## Start Extracted text

Other First Floor Bedrooms
There are five further bedrooms on the first floor, all of which are accessed from the landing, have wood effect laminate flooring, and most have TV points. Three are at the rear of the house with countryside views: bedroom three shares a Jack and Jill shower room with bedroom four. The shower room, with an obscured window, has a double shower, a basin and WC, a towel rail, a cupboard, and stone tiled flooring. Bedroom five is double aspect, with a window overlooking the rear garden and the side, and shares a Jack and Jill shower room with bedroom six. The shower room has a WC, a basin, a shower, a towel rail, and stone tiled flooring. Overlooking the front is double aspect, bedroom six, with a second window to the side. Also with a front aspect, is bedroom two, with double wardrobes, which has an en suite cloak room with a WC and basin.
The second floor, with rooms in the eaves of the house and lighting from Velux windows, is not interconnected and the rooms are reached by two separate staircases. The yoga studio is accessed via a staircase in the walk-in dressing room, while the play room/bedroom seven and the cinema room/bedroom eight are reached via a staircase off the first-floor landing.
The yoga studio, its shape defined by the eaves of the house, is accessed via a staircase with grey, wood effect laminate treads, and white painted turned banisters, which rises to form a gallery in the studio. One end of the studio is defined by the triangular space in the vault of the principal bedroom below, which is partially enclosed by an obscured low glass wall. This arrangement allows light in from the principal bedroom; there is also a Velux window.
Play Room/Bedroom Seven, Cinema Room/Bedroom Eight
Oak stairs with turned banister rise from the first floor landing to access the play room/bedroom eight, which is in the eaves and stretches from the front to the back of the house with a Velux window. There are cupboard doors accessing the low eave spaces. A space leads through to the cinema room/bedroom eight which has the same eaves access and two Velux windows. Both rooms are carpeted.
The grounds comprise 5.32 acres, of which 4.21 acres is meadow or pasture. The front and rear gardens comprise 1.11 acres and wrap around the house. The rear garden is 212 ft. long by 140 ft wide and falls away from the rear of the house.
The Front Garden
Timber gates off Little Horwood Road access the property and open to a hard standing area, in front of the garage and stable block, used for off street parking. The front garden is enclosed by a period red brick wall with buttresses and timber fencing at the side. The rest of the front garden is laid to lawn with a specimen acer, and has a Welsh slate path winding to the front door with lighting. A slate and gravel path leads round the side of the house to the rear garden. A capped well at the front of the property, is currently disabled for reasons of safety.
The Rear Garden
As the name of the house suggests, it is in a raised position and not only overlooks its own sloping grounds, but also has views of the distant open countryside beyond. Adjacent to the whole of the back of the house is a Welsh slate paved terrace with room for outside seating and entertaining, which can be accessed internally from French doors in the dining area, the home office, and the sitting room. A central step leads down from the terrace to the south facing garden. In a sun trap, created by shelter from the garage wall and a neighbouring boundary wall, there is a kitchen garden with raised beds and gravelled paths enclosed by picket fencing. The main garden is enclosed by timber fencing on the left, with fruit trees planted alongside, and by native hedging with wire fencing on the right. This area of garden extends to the ha-ha, with a central slope, and is laid to lawn with established willow, oak, and magnolia trees, and an immature monkey puzzle tree.

## End Extracted text

## Stated goal 1
Using the property description, answer each of the following:
(a) How many acres of the grounds are meadow or pasture?
(b) What type of windows provides lighting for the rooms on the second floor?
(c) What tree stands on the lawn of the front garden?
## Stated goal 2
Reproduce the part of the property description that begins at the words "Play Room/Bedroom Seven, Cinema" and stops after "rooms are carpeted.".

## Start Data excerpt

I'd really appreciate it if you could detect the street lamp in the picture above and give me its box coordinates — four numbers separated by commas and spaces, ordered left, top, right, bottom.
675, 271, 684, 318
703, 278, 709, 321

## End Data excerpt

## Response 1
(a) 4.21 acres
(b) Velux windows
(c) A specimen acer

## Response 2
Play Room/Bedroom Seven, Cinema Room/Bedroom Eight
Oak stairs with turned banister rise from the first floor landing to access the play room/bedroom eight, which is in the eaves and stretches from the front to the back of the house with a Velux window. There are cupboard doors accessing the low eave spaces. A space leads through to the cinema room/bedroom eight which has the same eaves access and two Velux windows. Both rooms are carpeted.